↓↓↓

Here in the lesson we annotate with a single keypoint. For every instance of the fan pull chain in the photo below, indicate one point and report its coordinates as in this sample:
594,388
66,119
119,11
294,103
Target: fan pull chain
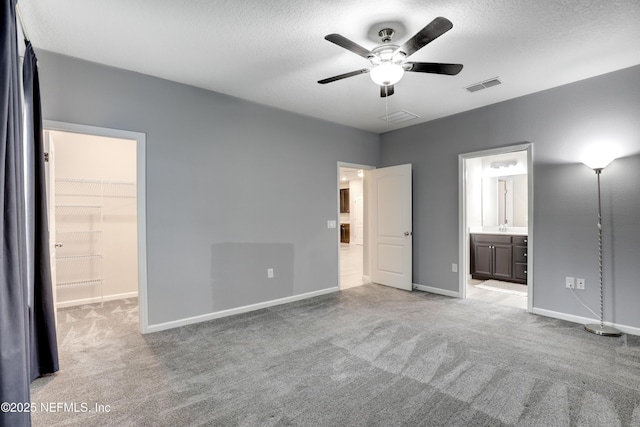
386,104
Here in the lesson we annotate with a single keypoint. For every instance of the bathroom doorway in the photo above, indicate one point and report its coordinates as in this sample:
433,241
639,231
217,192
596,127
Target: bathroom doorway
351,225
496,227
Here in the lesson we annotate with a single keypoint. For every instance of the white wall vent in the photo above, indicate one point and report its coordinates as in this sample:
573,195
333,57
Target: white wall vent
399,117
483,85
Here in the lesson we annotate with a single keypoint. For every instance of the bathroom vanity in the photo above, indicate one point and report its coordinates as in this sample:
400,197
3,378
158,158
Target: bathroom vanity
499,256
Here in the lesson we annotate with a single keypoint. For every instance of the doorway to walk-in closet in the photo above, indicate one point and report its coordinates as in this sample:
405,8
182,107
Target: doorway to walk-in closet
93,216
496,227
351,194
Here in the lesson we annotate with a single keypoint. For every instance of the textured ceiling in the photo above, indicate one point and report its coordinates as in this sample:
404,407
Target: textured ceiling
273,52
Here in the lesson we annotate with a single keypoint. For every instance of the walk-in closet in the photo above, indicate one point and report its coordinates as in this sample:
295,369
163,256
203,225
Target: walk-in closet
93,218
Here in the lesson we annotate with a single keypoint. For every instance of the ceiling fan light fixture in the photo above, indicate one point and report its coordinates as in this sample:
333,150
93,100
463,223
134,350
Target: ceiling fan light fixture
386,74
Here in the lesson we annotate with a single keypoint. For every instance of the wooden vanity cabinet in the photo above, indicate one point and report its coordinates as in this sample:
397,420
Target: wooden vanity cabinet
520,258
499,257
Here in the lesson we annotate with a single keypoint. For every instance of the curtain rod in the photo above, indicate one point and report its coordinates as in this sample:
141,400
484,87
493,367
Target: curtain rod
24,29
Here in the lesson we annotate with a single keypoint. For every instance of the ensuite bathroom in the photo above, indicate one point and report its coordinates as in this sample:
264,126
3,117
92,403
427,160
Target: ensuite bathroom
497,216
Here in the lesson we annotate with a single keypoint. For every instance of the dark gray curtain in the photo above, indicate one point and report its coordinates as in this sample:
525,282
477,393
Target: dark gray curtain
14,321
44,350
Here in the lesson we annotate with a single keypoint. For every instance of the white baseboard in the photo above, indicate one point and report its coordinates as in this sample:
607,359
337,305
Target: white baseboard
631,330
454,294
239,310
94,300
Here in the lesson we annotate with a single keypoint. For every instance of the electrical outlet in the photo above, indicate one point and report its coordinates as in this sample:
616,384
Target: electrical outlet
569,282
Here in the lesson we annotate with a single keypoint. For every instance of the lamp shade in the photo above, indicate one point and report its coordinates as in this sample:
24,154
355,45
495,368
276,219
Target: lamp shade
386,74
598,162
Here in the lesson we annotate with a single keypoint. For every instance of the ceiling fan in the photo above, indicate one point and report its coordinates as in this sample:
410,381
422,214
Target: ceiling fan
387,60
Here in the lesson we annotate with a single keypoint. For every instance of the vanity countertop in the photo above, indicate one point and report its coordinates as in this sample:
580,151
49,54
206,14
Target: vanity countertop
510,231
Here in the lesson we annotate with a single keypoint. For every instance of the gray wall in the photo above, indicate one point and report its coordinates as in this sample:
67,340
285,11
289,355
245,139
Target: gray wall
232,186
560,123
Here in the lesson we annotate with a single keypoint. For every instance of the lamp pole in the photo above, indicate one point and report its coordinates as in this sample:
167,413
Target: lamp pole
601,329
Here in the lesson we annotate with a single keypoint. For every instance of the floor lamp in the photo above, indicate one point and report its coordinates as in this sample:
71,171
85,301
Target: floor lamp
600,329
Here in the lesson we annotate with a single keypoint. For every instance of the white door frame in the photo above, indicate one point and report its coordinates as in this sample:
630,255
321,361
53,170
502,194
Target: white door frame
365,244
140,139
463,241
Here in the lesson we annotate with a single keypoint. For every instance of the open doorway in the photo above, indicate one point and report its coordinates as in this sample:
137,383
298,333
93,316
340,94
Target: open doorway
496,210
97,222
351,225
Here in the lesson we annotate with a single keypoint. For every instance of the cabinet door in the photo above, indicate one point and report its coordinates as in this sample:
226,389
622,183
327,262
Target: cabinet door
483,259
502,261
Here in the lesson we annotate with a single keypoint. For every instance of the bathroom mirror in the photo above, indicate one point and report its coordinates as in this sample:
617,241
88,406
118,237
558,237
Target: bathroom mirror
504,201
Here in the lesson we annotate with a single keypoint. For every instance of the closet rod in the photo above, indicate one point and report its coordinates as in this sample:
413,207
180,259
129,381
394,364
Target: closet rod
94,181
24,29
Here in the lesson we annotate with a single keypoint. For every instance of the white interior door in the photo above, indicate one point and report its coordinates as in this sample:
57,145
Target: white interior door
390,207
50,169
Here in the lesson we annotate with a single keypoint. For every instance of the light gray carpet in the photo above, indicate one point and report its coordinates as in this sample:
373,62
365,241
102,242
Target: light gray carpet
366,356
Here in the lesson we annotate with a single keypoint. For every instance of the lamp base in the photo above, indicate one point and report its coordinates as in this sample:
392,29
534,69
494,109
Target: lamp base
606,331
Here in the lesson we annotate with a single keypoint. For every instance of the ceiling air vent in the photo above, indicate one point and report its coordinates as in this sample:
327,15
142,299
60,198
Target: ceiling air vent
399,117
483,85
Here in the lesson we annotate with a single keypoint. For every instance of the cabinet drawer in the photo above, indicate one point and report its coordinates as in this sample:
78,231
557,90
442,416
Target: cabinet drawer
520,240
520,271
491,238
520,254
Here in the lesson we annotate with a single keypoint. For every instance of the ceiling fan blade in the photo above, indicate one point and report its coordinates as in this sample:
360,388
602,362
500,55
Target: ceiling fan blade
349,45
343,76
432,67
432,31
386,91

↑↑↑

WHAT THE TASK ASKS
Add 65 to each number in the answer coordinates in the part of the rows that opens with the line containing "the ceiling air" and runs through the end of the rows, and write out every line of that part again. Leave all other lines there unchanged, including the sample coordinates.

RESULT BELOW
Here in the lesson we annotate with a single keypoint. For every instance of the ceiling air vent in the photo above, indicate one point and report its coordinates as in this sample:
327,15
142,299
60,198
Target: ceiling air vent
464,182
548,150
Here in the lesson we annotate with a single keypoint. For every instance of the cabinet drawer in the photo above, indicate one point and report its coordinates as in this sample:
78,231
557,90
442,416
Target: cabinet drawer
585,305
585,336
556,303
585,319
Here in the lesson we annotate with a single keypoint. For every instance of the ceiling fan blade in the photo above, indicate one point and report its coordinates as in this sample:
360,388
602,362
500,55
Target: ceiling fan blade
414,110
408,141
497,132
497,96
451,156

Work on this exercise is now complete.